Stated task:
Count the lines in the entries below that contain the string "slab". Reply with the number alone.

Exercise material:
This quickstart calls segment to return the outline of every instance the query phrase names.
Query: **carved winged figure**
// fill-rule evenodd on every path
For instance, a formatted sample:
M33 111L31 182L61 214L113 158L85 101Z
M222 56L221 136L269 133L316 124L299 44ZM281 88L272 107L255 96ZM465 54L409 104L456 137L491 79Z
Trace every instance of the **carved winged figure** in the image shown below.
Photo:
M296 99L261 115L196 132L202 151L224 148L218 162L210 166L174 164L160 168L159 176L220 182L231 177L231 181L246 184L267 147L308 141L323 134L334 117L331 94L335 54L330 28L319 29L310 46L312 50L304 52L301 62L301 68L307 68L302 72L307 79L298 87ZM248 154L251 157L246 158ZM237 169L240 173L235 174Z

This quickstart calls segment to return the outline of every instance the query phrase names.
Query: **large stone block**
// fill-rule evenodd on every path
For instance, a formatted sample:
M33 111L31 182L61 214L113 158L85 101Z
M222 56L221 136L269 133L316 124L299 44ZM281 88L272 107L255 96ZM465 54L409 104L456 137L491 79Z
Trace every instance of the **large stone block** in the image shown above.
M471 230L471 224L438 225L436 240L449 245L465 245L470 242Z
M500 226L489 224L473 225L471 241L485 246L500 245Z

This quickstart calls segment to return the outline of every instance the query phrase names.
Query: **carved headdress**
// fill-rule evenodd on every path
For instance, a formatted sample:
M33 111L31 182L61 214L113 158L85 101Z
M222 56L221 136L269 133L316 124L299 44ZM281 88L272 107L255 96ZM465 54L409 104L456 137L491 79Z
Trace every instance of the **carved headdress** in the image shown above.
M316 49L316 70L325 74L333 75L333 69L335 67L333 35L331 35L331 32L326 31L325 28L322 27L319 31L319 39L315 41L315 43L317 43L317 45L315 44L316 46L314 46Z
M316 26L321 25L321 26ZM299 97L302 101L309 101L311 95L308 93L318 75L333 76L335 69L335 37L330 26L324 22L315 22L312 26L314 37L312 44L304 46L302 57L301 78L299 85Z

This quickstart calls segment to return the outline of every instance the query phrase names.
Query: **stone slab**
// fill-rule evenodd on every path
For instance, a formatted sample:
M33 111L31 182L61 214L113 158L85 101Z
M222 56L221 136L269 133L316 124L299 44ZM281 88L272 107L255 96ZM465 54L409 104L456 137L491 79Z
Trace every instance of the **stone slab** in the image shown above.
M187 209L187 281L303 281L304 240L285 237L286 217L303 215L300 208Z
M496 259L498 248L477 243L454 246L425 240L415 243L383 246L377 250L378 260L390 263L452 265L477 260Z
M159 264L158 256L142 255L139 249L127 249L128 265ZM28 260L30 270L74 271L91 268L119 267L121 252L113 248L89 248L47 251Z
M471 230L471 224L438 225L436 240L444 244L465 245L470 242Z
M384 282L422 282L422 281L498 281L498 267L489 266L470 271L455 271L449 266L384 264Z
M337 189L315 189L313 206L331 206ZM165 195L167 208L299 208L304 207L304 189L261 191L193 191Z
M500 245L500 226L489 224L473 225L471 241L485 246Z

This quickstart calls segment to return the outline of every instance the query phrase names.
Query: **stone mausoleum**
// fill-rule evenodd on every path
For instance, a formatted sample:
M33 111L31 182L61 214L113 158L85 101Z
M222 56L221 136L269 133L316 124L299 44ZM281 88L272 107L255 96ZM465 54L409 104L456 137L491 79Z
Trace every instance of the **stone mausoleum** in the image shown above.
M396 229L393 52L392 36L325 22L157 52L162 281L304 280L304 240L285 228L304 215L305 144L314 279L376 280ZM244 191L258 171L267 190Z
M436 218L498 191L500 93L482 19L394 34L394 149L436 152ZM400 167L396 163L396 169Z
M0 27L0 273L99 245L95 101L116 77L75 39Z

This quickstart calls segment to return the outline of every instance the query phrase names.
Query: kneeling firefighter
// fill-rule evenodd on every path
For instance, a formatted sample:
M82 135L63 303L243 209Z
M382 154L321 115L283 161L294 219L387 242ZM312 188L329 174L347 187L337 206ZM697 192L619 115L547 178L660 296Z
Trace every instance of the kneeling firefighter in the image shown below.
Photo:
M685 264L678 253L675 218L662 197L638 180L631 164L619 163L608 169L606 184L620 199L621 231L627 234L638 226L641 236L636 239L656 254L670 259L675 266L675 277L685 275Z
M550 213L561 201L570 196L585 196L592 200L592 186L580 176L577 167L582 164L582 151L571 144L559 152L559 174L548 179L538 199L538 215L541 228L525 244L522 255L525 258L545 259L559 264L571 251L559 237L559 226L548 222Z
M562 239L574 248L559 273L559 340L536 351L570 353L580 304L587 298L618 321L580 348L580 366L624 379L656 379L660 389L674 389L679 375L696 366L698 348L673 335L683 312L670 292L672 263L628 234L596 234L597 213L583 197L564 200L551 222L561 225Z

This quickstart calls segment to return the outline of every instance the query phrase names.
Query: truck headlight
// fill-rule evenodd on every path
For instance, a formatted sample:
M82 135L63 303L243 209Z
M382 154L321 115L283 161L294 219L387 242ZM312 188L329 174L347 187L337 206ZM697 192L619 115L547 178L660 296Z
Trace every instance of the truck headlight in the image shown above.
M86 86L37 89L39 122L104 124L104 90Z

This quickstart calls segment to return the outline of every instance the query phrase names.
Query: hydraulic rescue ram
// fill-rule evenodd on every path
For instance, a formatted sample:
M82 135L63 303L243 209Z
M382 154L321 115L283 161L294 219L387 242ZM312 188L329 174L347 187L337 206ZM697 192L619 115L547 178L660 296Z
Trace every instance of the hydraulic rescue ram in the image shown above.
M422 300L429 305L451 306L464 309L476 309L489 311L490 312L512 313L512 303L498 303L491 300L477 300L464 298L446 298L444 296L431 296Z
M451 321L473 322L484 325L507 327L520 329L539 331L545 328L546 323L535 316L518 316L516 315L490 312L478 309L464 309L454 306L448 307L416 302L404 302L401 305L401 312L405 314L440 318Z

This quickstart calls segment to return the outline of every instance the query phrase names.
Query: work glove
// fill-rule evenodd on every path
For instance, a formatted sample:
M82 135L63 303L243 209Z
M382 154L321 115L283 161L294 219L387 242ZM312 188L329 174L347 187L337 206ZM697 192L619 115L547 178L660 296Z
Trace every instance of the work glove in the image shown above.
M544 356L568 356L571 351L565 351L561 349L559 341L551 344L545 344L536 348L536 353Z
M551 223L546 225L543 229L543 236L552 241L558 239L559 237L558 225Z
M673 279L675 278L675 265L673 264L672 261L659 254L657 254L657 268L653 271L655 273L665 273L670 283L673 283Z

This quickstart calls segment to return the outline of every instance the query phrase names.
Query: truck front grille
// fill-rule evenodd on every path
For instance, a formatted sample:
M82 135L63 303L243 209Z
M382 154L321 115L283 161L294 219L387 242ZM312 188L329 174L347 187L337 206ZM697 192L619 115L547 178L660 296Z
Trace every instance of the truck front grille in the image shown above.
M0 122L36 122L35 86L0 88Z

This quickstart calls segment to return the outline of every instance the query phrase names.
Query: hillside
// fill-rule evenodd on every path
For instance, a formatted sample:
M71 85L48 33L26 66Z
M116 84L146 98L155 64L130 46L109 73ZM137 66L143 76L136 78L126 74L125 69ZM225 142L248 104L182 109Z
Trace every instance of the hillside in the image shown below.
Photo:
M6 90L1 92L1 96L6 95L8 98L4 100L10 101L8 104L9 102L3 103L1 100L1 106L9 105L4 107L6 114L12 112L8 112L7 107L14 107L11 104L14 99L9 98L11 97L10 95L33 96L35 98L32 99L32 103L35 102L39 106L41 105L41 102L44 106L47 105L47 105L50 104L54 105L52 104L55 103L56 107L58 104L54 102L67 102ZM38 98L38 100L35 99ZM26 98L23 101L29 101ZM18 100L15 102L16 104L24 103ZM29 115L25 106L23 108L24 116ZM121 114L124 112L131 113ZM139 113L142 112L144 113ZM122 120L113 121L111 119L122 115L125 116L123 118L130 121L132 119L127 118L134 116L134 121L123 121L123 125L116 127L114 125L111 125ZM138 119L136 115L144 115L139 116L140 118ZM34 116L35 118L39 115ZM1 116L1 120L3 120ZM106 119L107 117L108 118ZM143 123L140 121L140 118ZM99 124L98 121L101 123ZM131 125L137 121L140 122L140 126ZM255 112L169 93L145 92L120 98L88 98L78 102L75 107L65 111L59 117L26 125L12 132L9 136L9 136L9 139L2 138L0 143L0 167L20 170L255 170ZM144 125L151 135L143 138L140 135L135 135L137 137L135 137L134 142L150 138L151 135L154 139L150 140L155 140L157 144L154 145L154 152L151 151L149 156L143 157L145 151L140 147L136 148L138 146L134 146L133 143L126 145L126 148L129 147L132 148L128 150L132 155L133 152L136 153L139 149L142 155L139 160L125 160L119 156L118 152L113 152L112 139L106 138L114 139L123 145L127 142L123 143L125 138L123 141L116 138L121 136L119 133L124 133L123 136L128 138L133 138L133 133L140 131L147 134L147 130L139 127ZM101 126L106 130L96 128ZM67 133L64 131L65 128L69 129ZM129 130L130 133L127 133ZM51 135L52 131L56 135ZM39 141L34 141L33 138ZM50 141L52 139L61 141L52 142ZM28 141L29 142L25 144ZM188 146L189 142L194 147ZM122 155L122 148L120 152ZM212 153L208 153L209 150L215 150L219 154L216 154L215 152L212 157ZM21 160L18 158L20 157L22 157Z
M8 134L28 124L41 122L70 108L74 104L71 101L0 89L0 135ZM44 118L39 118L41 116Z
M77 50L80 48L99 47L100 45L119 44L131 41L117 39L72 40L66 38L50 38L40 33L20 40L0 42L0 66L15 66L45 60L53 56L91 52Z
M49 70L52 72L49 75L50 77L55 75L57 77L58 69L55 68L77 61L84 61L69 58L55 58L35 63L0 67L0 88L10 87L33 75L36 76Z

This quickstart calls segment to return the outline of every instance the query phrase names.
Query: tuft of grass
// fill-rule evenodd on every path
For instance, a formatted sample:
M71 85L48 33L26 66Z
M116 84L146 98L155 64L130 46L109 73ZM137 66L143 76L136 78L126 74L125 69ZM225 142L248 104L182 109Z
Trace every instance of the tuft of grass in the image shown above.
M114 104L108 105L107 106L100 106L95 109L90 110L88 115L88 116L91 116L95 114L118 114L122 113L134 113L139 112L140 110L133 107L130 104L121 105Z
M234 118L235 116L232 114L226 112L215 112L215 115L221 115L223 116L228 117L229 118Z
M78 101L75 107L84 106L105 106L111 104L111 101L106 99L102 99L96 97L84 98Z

Solution for this problem:
2